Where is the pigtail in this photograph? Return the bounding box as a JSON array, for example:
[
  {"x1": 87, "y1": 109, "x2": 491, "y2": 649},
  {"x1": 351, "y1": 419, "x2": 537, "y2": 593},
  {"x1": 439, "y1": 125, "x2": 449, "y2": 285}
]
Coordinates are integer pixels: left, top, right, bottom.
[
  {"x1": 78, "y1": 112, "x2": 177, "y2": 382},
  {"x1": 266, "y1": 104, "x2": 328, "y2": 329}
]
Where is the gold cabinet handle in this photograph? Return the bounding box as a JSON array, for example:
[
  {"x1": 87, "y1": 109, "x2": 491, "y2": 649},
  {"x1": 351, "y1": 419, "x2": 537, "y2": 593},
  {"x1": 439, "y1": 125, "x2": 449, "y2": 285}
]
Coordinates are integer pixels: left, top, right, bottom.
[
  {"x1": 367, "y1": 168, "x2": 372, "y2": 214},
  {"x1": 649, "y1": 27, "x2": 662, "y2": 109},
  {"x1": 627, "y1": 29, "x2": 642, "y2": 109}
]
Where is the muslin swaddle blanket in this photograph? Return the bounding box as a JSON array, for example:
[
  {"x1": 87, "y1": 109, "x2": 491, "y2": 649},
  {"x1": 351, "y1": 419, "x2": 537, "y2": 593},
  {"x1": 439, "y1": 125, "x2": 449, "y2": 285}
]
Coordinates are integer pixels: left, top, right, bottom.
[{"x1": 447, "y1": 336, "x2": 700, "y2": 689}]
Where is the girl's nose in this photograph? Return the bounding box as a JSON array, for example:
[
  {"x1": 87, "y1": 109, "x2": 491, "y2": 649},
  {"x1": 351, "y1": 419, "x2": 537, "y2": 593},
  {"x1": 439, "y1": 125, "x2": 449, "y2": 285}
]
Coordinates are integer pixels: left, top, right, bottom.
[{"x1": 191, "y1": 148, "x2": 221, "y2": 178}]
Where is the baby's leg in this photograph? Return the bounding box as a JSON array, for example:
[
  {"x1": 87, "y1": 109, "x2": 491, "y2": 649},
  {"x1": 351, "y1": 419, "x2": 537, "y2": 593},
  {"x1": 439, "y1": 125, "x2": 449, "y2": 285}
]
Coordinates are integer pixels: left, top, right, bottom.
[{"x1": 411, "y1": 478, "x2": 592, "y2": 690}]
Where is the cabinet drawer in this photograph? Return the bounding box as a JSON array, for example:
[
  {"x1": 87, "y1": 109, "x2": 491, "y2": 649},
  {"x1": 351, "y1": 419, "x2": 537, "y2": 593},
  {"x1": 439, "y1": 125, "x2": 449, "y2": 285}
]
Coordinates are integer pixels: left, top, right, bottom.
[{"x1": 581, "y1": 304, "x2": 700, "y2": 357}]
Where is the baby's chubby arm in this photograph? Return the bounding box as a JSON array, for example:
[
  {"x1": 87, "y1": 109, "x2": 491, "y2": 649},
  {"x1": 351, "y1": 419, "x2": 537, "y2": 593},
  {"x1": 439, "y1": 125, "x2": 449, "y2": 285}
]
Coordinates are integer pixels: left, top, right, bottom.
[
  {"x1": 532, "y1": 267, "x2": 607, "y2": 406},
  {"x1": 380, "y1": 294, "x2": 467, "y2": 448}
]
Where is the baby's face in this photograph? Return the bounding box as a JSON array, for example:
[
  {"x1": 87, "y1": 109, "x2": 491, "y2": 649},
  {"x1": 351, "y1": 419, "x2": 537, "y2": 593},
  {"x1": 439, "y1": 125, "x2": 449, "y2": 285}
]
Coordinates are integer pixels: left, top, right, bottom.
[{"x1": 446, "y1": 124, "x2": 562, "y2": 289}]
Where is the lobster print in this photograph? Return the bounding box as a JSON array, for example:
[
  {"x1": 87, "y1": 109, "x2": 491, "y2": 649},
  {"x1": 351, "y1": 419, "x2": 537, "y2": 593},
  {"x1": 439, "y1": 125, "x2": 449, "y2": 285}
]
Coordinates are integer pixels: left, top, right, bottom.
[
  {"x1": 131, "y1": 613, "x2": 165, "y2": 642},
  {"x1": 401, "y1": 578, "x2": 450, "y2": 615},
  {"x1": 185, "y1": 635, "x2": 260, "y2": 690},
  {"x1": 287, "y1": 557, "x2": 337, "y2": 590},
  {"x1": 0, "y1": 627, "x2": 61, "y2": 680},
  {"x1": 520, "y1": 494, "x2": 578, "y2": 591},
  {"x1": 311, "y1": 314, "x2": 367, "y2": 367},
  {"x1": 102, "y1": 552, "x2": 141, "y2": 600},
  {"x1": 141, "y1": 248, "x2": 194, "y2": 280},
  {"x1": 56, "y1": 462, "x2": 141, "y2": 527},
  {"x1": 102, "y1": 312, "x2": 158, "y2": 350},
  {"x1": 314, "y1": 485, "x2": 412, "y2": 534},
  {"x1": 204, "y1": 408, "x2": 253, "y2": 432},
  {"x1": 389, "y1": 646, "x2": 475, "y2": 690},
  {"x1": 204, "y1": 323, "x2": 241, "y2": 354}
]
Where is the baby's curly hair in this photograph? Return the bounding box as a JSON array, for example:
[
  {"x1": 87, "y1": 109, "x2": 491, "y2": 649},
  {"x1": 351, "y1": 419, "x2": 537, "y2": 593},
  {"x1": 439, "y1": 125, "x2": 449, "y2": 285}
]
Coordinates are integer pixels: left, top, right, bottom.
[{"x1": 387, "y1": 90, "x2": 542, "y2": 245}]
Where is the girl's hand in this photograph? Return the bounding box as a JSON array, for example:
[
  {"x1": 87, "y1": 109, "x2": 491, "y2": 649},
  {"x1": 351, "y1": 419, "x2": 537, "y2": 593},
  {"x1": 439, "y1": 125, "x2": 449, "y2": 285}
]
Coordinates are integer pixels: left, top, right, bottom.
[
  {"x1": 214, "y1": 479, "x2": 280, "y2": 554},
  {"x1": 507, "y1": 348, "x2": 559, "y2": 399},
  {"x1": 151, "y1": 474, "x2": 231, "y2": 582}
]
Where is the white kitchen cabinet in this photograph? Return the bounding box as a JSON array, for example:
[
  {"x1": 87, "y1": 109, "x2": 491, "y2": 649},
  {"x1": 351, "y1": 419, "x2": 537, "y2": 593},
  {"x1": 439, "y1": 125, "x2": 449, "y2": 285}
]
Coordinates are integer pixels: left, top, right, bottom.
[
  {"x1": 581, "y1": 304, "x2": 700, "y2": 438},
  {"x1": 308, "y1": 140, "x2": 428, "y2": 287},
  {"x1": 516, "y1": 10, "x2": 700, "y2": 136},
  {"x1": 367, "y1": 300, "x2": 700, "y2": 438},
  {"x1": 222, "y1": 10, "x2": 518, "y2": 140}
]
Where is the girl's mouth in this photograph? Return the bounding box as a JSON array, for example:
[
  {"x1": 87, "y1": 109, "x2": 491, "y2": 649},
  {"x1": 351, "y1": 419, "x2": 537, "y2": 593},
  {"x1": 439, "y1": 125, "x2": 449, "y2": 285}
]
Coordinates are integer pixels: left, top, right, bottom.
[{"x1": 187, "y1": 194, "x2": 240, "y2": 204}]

········

→ **ZADANIE DO WYKONANIA**
Przeskaluj fragment od wiersza zawierającego „Where is the white” aż do końca rekordów, oba krańce włącznie. Przepisz go w całości wraz z poleceniami, mnożąc każdą współrzędną ramek w odpowiedziach przez 1,7 i zaokrąglając do liczby całkowitej (połówki w górę), a liczby w poleceniach i ich przykładach formatu zostaw bez zmian.

→ **ROZWIĄZANIE ZADANIA**
Where is the white kitchen cabinet in this photograph? Return the bounding box as a JSON array, for example:
[
  {"x1": 87, "y1": 109, "x2": 491, "y2": 649},
  {"x1": 351, "y1": 419, "x2": 537, "y2": 593},
  {"x1": 439, "y1": 125, "x2": 449, "y2": 285}
]
Coordinates are integer pixels: left, top, right, bottom.
[
  {"x1": 988, "y1": 517, "x2": 1190, "y2": 745},
  {"x1": 524, "y1": 238, "x2": 728, "y2": 488},
  {"x1": 877, "y1": 17, "x2": 1190, "y2": 231},
  {"x1": 624, "y1": 510, "x2": 1190, "y2": 745},
  {"x1": 377, "y1": 17, "x2": 881, "y2": 238}
]
Where is the girl's mouth in this photograph? Return the bounding box as a JSON array, for example:
[
  {"x1": 87, "y1": 109, "x2": 491, "y2": 649},
  {"x1": 351, "y1": 419, "x2": 537, "y2": 593},
  {"x1": 439, "y1": 125, "x2": 449, "y2": 285}
]
Coordinates are integer pixels: left, top, right, bottom.
[{"x1": 318, "y1": 330, "x2": 408, "y2": 347}]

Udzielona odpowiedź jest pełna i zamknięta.